_PROBLEM STATEMENT_. Please rewrite each of the entries below, changing "wildlife monitoring station" to "traffic camera" wherever it occurs and leaving everything else as it is.

_DATA FOR PROCESSING_.
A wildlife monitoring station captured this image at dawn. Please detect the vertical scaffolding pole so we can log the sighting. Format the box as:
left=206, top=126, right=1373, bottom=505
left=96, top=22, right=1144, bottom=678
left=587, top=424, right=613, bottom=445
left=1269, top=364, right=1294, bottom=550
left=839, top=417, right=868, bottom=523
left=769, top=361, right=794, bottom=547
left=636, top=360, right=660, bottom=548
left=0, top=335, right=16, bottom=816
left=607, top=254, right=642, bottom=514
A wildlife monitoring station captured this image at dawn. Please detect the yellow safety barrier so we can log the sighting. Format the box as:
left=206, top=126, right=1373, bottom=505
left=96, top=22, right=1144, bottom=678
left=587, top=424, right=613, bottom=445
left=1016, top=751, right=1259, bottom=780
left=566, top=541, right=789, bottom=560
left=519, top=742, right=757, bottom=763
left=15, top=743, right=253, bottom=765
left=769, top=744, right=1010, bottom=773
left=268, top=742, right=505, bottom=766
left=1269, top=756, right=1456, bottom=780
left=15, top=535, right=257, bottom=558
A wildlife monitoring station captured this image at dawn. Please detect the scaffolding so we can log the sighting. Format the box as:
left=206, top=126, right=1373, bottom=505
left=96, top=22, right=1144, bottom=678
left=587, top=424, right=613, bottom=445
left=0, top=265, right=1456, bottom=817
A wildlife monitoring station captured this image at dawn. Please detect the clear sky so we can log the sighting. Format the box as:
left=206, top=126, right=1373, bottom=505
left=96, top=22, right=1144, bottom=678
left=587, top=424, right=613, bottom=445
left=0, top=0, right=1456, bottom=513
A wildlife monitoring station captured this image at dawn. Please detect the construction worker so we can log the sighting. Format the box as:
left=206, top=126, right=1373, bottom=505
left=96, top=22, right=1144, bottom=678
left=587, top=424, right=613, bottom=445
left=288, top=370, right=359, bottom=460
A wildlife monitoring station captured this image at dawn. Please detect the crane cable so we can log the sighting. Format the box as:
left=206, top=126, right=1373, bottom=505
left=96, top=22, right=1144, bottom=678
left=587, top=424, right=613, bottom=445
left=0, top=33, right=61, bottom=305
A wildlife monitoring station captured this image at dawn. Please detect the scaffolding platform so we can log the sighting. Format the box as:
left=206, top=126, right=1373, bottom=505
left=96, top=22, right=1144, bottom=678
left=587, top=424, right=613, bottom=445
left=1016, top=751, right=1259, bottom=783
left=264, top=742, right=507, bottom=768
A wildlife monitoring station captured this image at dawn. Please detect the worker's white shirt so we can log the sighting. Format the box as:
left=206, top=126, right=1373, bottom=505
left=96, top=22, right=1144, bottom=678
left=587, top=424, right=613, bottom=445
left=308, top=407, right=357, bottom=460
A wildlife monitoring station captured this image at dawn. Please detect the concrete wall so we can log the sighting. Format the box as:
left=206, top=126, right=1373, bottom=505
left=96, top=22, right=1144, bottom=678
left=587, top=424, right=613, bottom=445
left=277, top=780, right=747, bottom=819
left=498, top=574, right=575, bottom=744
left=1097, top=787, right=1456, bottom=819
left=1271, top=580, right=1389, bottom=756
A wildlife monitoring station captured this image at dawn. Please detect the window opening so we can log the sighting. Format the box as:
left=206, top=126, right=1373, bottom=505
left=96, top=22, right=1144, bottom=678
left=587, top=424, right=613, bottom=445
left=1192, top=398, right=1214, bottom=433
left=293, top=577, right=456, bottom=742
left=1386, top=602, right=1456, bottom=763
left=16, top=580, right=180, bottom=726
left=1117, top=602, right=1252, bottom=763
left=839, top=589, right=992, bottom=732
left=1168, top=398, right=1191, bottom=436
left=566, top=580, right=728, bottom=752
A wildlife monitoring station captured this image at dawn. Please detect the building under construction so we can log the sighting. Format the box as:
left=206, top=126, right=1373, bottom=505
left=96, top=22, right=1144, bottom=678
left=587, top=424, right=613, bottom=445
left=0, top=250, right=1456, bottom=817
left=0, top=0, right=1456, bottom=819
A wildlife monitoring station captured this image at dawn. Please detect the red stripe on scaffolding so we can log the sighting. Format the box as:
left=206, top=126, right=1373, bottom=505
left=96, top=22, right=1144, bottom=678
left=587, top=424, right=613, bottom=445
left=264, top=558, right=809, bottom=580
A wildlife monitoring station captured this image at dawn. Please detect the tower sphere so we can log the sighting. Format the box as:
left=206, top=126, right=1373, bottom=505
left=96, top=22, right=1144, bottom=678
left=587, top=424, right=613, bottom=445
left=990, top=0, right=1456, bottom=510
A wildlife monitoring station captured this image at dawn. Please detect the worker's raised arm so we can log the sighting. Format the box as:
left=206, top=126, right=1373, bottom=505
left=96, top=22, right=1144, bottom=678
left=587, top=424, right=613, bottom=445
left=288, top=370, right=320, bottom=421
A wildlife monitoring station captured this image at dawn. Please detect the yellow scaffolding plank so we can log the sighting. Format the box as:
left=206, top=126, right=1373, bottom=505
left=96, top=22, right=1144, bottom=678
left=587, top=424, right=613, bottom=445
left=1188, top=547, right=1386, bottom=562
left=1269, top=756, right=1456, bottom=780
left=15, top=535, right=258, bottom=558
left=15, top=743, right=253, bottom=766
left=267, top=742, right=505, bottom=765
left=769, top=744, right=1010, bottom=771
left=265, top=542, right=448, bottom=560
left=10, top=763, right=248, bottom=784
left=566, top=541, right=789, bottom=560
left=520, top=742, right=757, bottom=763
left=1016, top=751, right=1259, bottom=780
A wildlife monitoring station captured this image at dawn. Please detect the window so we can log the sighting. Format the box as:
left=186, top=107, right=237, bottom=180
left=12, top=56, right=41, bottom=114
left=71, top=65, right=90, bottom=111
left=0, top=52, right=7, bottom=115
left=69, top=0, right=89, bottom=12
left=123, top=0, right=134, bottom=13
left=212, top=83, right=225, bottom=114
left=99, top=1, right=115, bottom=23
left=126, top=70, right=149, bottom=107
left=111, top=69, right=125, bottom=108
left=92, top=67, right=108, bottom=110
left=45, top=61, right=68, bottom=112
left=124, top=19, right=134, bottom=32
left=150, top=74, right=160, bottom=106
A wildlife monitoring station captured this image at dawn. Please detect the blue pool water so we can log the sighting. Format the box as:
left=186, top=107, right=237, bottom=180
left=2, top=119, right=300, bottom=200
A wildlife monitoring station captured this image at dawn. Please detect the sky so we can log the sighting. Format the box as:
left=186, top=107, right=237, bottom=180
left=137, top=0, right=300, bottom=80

_ANSWER IN FULL_.
A traffic camera captured this image at dawn. Please detect the vertical scaffolding pole so we can log the sighting. Format the box as:
left=206, top=126, right=1373, bottom=505
left=96, top=22, right=1144, bottom=678
left=587, top=424, right=613, bottom=445
left=1269, top=364, right=1294, bottom=550
left=839, top=417, right=868, bottom=523
left=769, top=361, right=794, bottom=547
left=636, top=360, right=660, bottom=548
left=0, top=335, right=16, bottom=816
left=607, top=254, right=642, bottom=514
A traffic camera captured this image at dawn. Please detect the yellow safety barrier so we can log the sighting. Format the box as:
left=206, top=126, right=1373, bottom=505
left=96, top=22, right=1144, bottom=678
left=587, top=424, right=613, bottom=445
left=1016, top=751, right=1259, bottom=780
left=566, top=541, right=789, bottom=560
left=519, top=742, right=757, bottom=763
left=15, top=743, right=253, bottom=765
left=769, top=744, right=1010, bottom=773
left=268, top=742, right=505, bottom=766
left=1269, top=756, right=1456, bottom=780
left=15, top=535, right=257, bottom=558
A traffic camera captured this image at dawn. Please detect the scaffolding so we can log the sighting. Format the box as:
left=206, top=126, right=1373, bottom=505
left=96, top=22, right=1144, bottom=678
left=587, top=424, right=613, bottom=445
left=0, top=265, right=1456, bottom=817
A traffic camera captured this image at dawn. Please detect the clear sky so we can log the sighting. Format the box as:
left=206, top=126, right=1373, bottom=505
left=96, top=22, right=1144, bottom=678
left=587, top=424, right=613, bottom=445
left=0, top=0, right=1456, bottom=513
A traffic camera captured this image at dawn. Please detect the construction worker so we can log the sighting. Format the box as:
left=206, top=126, right=1373, bottom=505
left=96, top=22, right=1144, bottom=678
left=587, top=424, right=613, bottom=445
left=288, top=370, right=359, bottom=460
A traffic camera captured this image at dawn. Please detect the crane cable so we can log the sighting. Format the box as:
left=206, top=126, right=1373, bottom=505
left=96, top=22, right=1144, bottom=678
left=587, top=424, right=613, bottom=445
left=0, top=33, right=61, bottom=305
A traffic camera captured this image at dawn. Please detect the scaffolding platform so we can log the sighting. Format the box as:
left=206, top=126, right=1373, bottom=505
left=96, top=22, right=1144, bottom=678
left=587, top=424, right=613, bottom=445
left=1016, top=751, right=1259, bottom=783
left=264, top=742, right=507, bottom=768
A traffic camera captured this image at dawn. Please detect the worker's white shirt so we can log the sighting. Format the box as:
left=206, top=126, right=1373, bottom=505
left=96, top=22, right=1144, bottom=678
left=587, top=424, right=613, bottom=445
left=308, top=407, right=357, bottom=460
A traffic camera captured this image at dawn. Please detect the concrete wall so we can log the sighting. Format the box as:
left=206, top=126, right=1373, bottom=505
left=96, top=22, right=1144, bottom=678
left=587, top=424, right=613, bottom=445
left=277, top=780, right=747, bottom=819
left=498, top=574, right=575, bottom=744
left=1097, top=787, right=1456, bottom=819
left=1271, top=580, right=1389, bottom=756
A traffic camera captured this image at dawn. Please detect the window opening so we can log the sighting. Format the box as:
left=206, top=126, right=1373, bottom=505
left=96, top=22, right=1144, bottom=678
left=587, top=424, right=613, bottom=445
left=1192, top=398, right=1214, bottom=433
left=293, top=577, right=456, bottom=742
left=1386, top=602, right=1456, bottom=763
left=16, top=580, right=180, bottom=726
left=1117, top=602, right=1252, bottom=763
left=839, top=589, right=992, bottom=732
left=1168, top=398, right=1191, bottom=436
left=566, top=580, right=728, bottom=752
A traffic camera captured this image at dawn. Please detect the building under construction so we can log the sighting. Format the box as:
left=206, top=126, right=1373, bottom=505
left=96, top=22, right=1144, bottom=678
left=587, top=424, right=613, bottom=445
left=0, top=250, right=1456, bottom=817
left=0, top=0, right=1456, bottom=819
A traffic camera captured this image at dawn. Please detect the red stripe on scaffolding so we can log the sighting. Format the box as:
left=206, top=126, right=1373, bottom=505
left=96, top=22, right=1144, bottom=678
left=587, top=424, right=613, bottom=445
left=264, top=558, right=809, bottom=580
A traffic camera captured this image at dawn. Please detect the tower sphere so we can log the sighting. Format the box as:
left=206, top=126, right=1373, bottom=505
left=96, top=22, right=1144, bottom=678
left=587, top=424, right=613, bottom=445
left=990, top=0, right=1456, bottom=510
A traffic camera captured this image at dawn. Please detect the worker's raised arm so we can log the sighting. Format the box as:
left=206, top=126, right=1373, bottom=505
left=96, top=22, right=1144, bottom=678
left=587, top=424, right=613, bottom=445
left=288, top=370, right=320, bottom=421
A traffic camera captured this image at dawn. Please detect the yellow scaffolding plank so we can log the sighting. Format the box as:
left=206, top=126, right=1373, bottom=505
left=96, top=22, right=1144, bottom=678
left=587, top=424, right=613, bottom=445
left=1188, top=547, right=1386, bottom=562
left=1269, top=756, right=1456, bottom=780
left=15, top=535, right=258, bottom=558
left=15, top=743, right=253, bottom=766
left=267, top=742, right=505, bottom=765
left=769, top=744, right=1010, bottom=771
left=265, top=542, right=448, bottom=560
left=10, top=763, right=248, bottom=784
left=566, top=541, right=789, bottom=560
left=520, top=742, right=757, bottom=763
left=1016, top=751, right=1259, bottom=780
A traffic camera captured this image at dawn. Please detect the window so we can log the sighting. Format the box as:
left=186, top=107, right=237, bottom=180
left=12, top=56, right=41, bottom=114
left=71, top=65, right=90, bottom=111
left=0, top=52, right=7, bottom=115
left=69, top=0, right=89, bottom=12
left=123, top=0, right=134, bottom=13
left=212, top=83, right=225, bottom=114
left=99, top=1, right=115, bottom=23
left=126, top=70, right=149, bottom=107
left=111, top=69, right=125, bottom=108
left=92, top=67, right=108, bottom=110
left=45, top=61, right=68, bottom=112
left=124, top=19, right=134, bottom=32
left=150, top=74, right=160, bottom=106
A traffic camera captured this image at dawn. Please detect the blue pool water so we can log the sighting. Format the box as:
left=186, top=107, right=237, bottom=180
left=2, top=119, right=300, bottom=200
A traffic camera captured this image at dawn. Please detect the sky so we can log the sighting. Format the box as:
left=186, top=107, right=237, bottom=180
left=137, top=0, right=300, bottom=80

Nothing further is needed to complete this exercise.